> Exercise text
NEW CASTLE ” What has sat for years and years as an empty lot on Main Street next to the Canyon Club bar is now slated for a two-story commercial and residential building.

Michael Watts, building official for the town of New Castle, purchased the three empty lots, which have been used by the town for public parking for as long as anyone can remember.

Watts purchased two of the lots a couple of years ago and sealed the deal on the third lot last month. Both he and his wife, Charly, envisioned a commercial building on the property that would blend in with the historic downtown.



“I see New Castle as being like Basalt, Carbondale or Steamboat Springs,” said Watts, who was raised in Fort Collins. “I’ve been involved in New Castle and I think I caught the bug from (town administrator) Steve Rippy. I bought into it ” literally and figuratively,” Watts said with a laugh.

Currently a resident of Silt Mesa, Watts has headed up the New Castle building department for the past 12 years and prior to that, worked for Garfield County for six years.



Plans for the Fourth Street Plaza call for a two-story building with lots of windows, brick accents and stucco on the second floor, with a beveled corner entrance and another entrance directly across from the public library. The 4,000-square-foot building will have office, commercial and retail spaces downstairs with four studio loft units on the second floor. The architectural design was created by Watts, who wanted to keep it in line with the town’s historical guidelines of buildings from the 1920s and ’30s.

> Data records
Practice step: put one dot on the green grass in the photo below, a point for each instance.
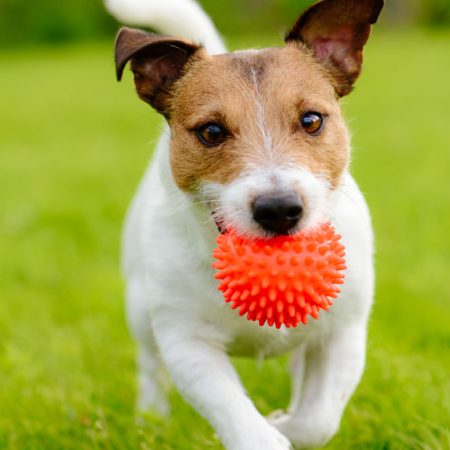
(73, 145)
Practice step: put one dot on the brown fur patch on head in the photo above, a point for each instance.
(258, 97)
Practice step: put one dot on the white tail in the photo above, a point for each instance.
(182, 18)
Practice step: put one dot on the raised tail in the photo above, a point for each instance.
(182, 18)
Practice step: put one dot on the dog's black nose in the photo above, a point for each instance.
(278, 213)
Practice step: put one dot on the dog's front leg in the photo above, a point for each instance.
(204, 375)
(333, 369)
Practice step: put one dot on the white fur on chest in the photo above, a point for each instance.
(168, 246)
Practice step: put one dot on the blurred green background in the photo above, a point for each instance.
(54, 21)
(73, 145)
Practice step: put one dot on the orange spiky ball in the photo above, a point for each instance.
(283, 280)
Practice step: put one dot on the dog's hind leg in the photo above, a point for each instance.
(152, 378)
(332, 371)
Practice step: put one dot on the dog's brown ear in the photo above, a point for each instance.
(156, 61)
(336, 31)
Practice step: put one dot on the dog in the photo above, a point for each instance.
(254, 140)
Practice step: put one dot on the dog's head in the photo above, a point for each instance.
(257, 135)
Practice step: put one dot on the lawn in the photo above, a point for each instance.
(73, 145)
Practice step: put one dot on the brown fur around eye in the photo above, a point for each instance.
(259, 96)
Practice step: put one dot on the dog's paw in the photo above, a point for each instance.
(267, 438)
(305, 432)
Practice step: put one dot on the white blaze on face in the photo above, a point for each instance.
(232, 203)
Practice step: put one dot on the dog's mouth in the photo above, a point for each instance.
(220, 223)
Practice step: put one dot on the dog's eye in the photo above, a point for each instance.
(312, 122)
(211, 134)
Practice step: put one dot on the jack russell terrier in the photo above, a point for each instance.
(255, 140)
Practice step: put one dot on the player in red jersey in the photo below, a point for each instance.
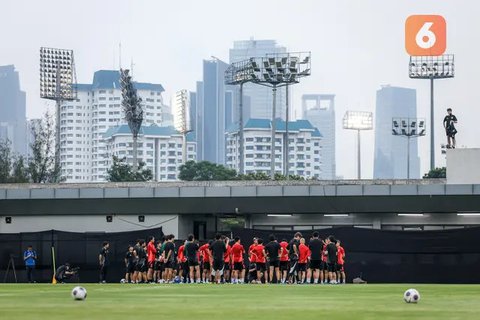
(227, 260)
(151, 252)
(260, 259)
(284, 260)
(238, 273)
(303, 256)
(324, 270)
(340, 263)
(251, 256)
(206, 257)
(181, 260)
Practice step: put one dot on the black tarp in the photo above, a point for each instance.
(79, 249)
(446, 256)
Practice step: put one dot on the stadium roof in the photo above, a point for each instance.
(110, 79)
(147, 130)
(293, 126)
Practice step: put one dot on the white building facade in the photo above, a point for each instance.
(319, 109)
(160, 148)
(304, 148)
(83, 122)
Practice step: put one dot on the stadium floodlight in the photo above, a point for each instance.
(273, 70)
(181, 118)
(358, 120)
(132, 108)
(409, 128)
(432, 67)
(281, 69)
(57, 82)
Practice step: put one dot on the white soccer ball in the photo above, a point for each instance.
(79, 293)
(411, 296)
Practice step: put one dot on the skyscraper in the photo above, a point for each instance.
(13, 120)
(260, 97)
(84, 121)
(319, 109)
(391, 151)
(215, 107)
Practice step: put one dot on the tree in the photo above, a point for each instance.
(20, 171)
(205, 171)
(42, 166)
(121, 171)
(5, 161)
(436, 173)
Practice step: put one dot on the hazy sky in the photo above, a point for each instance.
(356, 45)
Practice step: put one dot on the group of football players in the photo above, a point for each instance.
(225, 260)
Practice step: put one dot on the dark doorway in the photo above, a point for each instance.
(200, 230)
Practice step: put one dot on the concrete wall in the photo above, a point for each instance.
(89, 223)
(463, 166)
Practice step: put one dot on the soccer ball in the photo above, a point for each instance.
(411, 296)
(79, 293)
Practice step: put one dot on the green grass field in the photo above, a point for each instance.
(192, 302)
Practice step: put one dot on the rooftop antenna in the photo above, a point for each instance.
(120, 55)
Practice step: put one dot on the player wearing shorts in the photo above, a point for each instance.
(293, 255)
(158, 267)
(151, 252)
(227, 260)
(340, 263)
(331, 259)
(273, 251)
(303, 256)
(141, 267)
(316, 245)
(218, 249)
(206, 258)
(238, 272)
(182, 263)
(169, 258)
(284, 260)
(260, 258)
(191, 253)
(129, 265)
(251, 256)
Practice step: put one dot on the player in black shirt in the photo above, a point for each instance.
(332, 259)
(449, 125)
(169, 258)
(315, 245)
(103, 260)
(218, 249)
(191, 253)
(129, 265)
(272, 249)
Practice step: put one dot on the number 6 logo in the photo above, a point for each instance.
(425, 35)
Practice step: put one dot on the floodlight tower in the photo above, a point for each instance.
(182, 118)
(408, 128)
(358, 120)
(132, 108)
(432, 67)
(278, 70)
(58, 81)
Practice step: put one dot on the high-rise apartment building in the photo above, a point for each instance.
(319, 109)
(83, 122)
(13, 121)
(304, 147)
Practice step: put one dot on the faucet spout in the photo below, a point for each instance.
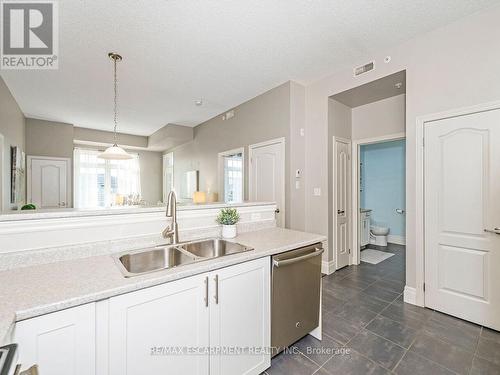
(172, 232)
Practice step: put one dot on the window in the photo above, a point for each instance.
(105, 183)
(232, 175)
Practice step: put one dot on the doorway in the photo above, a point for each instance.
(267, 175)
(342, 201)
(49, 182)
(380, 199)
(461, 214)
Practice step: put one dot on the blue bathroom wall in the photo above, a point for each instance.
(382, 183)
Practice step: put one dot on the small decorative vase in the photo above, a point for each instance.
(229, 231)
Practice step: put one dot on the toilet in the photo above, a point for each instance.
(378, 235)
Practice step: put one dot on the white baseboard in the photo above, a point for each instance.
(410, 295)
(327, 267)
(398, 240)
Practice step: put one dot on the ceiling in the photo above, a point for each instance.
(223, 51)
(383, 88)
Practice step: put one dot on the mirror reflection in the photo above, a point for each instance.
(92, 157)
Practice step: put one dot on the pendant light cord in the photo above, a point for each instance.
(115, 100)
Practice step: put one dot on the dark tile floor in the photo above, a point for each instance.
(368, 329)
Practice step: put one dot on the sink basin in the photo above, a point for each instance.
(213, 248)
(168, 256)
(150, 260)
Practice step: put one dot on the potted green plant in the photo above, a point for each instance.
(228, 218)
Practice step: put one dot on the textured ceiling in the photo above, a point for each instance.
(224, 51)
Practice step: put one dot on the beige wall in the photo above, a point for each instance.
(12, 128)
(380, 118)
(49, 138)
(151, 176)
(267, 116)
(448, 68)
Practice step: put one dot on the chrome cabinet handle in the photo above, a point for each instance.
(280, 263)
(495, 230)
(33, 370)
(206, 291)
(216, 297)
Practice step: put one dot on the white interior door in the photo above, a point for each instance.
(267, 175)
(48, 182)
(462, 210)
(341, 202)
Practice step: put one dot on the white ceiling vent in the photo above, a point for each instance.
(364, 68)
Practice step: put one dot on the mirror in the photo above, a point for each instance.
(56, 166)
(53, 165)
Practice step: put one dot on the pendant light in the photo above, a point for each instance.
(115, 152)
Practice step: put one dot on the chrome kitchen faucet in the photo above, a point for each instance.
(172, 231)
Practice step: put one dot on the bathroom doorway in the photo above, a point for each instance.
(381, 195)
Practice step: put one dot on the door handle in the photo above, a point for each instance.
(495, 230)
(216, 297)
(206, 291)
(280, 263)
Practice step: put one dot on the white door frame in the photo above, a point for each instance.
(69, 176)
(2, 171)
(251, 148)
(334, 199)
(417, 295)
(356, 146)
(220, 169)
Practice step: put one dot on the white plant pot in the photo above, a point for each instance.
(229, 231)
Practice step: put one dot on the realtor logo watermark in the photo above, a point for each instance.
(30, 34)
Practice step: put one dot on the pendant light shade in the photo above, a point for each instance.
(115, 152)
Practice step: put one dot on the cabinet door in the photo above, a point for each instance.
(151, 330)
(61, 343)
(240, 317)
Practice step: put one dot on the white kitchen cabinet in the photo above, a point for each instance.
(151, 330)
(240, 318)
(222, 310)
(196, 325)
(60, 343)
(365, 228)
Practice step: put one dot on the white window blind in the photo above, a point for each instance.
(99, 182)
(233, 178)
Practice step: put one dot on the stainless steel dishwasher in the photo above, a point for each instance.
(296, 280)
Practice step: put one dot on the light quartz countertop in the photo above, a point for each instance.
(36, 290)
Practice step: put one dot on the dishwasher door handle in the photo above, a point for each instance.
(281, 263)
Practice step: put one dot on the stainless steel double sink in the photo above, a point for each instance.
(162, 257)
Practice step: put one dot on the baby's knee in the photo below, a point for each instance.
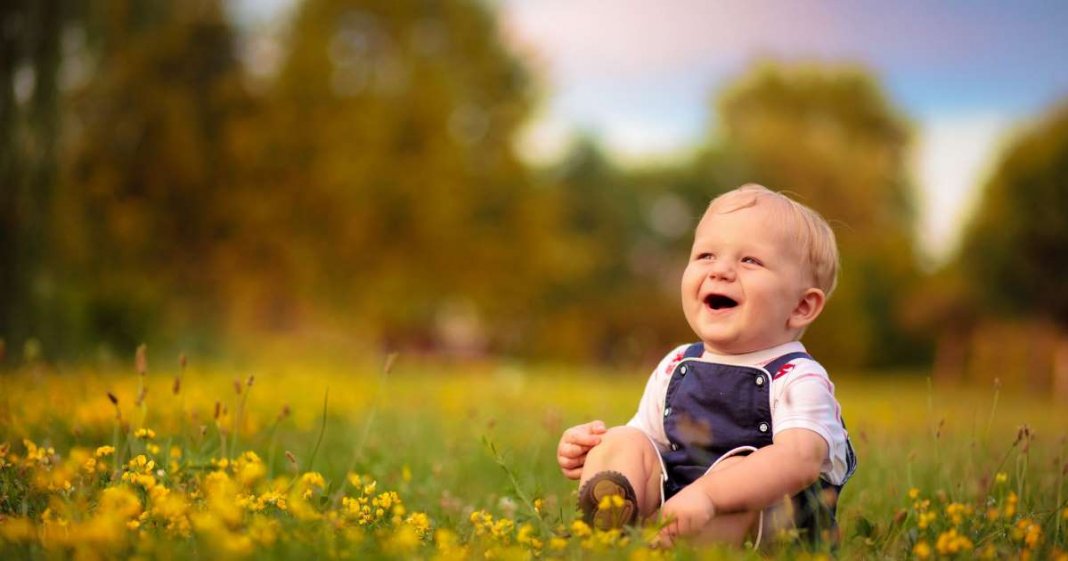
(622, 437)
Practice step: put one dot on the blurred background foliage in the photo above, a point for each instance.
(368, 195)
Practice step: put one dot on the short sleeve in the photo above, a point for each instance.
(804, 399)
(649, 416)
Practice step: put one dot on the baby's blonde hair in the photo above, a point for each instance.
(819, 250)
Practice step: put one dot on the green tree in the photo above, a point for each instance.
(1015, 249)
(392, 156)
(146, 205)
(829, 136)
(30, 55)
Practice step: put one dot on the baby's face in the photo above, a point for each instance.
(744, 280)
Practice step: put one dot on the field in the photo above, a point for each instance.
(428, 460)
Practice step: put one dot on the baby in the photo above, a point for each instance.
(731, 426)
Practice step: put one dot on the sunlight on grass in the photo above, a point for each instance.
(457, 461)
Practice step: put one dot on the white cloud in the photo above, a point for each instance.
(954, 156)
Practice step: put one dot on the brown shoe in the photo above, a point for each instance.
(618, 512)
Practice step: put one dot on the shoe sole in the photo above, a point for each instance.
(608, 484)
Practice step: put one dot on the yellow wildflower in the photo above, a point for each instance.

> Tasks to carry out
1. List every kind of space that the New Castle building article says the planned Fourth Street Plaza building will contain.
2. Write a few more sentences continuing the article about the planned building in New Castle from its final sentence.
The data that come after the article are separate material and have nothing to do with it.

> Your responses
1. Office spaces, commercial spaces, retail spaces, and four studio loft units.

2.
A ground-breaking ceremony was held on Thursday, Sept. 29, with local town officials and business owners in attendance.

Excavation for the foundation was done last weekend, which resulted in a few surprises.

“Apparently, it’s the site of an old pharmacy from years ago,” Watts said. “And as they dug, they found all kinds of things buried in the ground.”

Items included old bottles, pharmaceutical supplies, coins dating back to pre-1900s and old porcelain marbles.

With the final plans approved by the town, Watts put the project out to bid last month.

“We hope to complete it within six months, but that will depend on a lot of things,” he said.